Task objective
Rewrite the stretch of entries from the line containing "Where can the yellow" through the end of the entries, requests included, multiplying every point coordinate in the answers by 1.15 and rounding to whole numbers with halves rounded up. Leave the requests and their sample formats unchanged.

Extracted entries
-.-.-

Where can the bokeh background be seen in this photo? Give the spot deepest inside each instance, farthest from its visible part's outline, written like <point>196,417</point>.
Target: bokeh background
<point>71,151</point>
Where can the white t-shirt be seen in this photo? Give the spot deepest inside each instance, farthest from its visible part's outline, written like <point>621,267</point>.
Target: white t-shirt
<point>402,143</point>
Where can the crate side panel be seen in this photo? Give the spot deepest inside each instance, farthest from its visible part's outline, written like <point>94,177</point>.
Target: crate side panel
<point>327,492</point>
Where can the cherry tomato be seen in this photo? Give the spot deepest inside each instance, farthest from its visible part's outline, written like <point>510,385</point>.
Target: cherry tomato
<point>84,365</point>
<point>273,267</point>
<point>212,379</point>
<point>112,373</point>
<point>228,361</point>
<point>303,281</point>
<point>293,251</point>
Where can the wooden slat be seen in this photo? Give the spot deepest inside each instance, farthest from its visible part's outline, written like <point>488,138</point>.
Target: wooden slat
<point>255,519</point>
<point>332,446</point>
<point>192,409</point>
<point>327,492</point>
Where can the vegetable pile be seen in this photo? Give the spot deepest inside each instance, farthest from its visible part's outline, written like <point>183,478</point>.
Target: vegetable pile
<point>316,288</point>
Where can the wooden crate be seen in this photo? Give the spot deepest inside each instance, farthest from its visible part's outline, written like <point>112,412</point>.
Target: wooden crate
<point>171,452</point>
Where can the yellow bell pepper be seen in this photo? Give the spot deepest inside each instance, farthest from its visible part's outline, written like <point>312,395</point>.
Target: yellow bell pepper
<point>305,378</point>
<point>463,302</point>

-.-.-

Response to this exercise
Where can the yellow bell pepper be seen in this photo? Give the spot deepest inside each instance, farthest from its visible part's outline, written like <point>312,395</point>.
Target: yellow bell pepper
<point>351,435</point>
<point>532,347</point>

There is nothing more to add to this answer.